## Passage
----

The more recent living systems theory describes both organisms and social systems in terms of the "critical subsystems" ("organs") they need to contain in order to survive, such as an internal transport system, a resource reserve, and a decision-making system. This theory has inspired several thinkers, including Peter Russell and Francis Heylighen to define the global brain as the network of information processing subsystems for the planetary social system.

=== Encyclopedism ===

In the perspective of encyclopedism, the emphasis is on developing a universal knowledge network. The first systematic attempt to create such an integrated system of the world's knowledge was the 18th century Encyclopédie of Denis Diderot and Jean le Rond d'Alembert. However, by the end of the 19th century, the amount of knowledge had become too large to be published in a single synthetic volume. To tackle this problem, Paul Otlet founded the science of documentation, now called information science. In the 1930s he envisaged a World Wide Web-like system of associations between documents and telecommunication links that would make all the world's knowledge available immediately to anybody. H. G. Wells proposed a similar vision of a collaboratively developed world encyclopedia that would be constantly updated by a global university-like institution. He called this a World Brain, as it would function as a continuously updated memory for the planet, although the image of humanity acting informally as a more organic global brain is a recurring motif in many of his other works.

----

## Data section

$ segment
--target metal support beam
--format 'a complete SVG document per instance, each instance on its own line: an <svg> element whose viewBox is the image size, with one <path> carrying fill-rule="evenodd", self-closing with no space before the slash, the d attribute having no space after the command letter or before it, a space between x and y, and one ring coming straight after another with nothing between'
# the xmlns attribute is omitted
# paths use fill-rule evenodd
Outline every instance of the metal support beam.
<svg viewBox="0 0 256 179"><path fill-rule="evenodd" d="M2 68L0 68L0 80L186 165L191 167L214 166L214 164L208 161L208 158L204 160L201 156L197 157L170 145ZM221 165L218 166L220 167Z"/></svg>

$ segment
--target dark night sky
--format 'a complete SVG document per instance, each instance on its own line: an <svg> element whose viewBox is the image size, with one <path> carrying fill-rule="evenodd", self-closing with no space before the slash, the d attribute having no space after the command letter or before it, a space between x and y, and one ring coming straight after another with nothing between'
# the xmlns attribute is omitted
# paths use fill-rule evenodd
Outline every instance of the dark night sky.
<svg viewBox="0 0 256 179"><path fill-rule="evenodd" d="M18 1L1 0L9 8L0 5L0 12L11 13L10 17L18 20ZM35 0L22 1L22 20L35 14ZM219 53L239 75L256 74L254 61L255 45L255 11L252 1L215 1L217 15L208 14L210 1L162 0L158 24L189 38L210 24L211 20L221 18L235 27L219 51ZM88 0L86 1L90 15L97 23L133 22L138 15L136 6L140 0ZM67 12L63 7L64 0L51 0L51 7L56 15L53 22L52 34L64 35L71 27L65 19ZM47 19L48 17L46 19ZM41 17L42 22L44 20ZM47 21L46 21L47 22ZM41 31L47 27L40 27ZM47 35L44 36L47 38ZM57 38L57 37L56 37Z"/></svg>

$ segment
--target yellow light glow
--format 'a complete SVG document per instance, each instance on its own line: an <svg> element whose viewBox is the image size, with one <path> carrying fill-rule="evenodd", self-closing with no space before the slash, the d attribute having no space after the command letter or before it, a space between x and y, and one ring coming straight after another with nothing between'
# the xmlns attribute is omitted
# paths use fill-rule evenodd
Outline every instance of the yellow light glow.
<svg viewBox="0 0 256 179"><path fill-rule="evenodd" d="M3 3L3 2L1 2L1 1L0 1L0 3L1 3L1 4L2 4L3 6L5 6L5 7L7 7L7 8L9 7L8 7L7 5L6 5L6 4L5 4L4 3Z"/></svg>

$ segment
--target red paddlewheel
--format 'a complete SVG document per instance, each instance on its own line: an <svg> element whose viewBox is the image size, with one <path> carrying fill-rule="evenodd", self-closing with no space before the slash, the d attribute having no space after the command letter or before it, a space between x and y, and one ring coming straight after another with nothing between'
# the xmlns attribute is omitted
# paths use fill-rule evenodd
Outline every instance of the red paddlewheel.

----

## Work instructions
1: Reproduce the passage on the global brain from "The more recent" to "planetary social system.", word for word.
2: From the first line of the records to the line with "68L0 68L0 80L186", both included, give those lines again with "metal support beam" replaced by "steel support beam" and nothing else changed.
The passage on the global brain has nothing to do with the records.

## Solutions per task
1:
The more recent living systems theory describes both organisms and social systems in terms of the "critical subsystems" ("organs") they need to contain in order to survive, such as an internal transport system, a resource reserve, and a decision-making system. This theory has inspired several thinkers, including Peter Russell and Francis Heylighen to define the global brain as the network of information processing subsystems for the planetary social system.

2:
$ segment
--target steel support beam
--format 'a complete SVG document per instance, each instance on its own line: an <svg> element whose viewBox is the image size, with one <path> carrying fill-rule="evenodd", self-closing with no space before the slash, the d attribute having no space after the command letter or before it, a space between x and y, and one ring coming straight after another with nothing between'
# the xmlns attribute is omitted
# paths use fill-rule evenodd
Outline every instance of the steel support beam.
<svg viewBox="0 0 256 179"><path fill-rule="evenodd" d="M2 68L0 68L0 80L186 165L191 167L214 166L214 164L208 161L208 158L204 160L201 156L197 157L170 145ZM221 165L218 166L220 167Z"/></svg>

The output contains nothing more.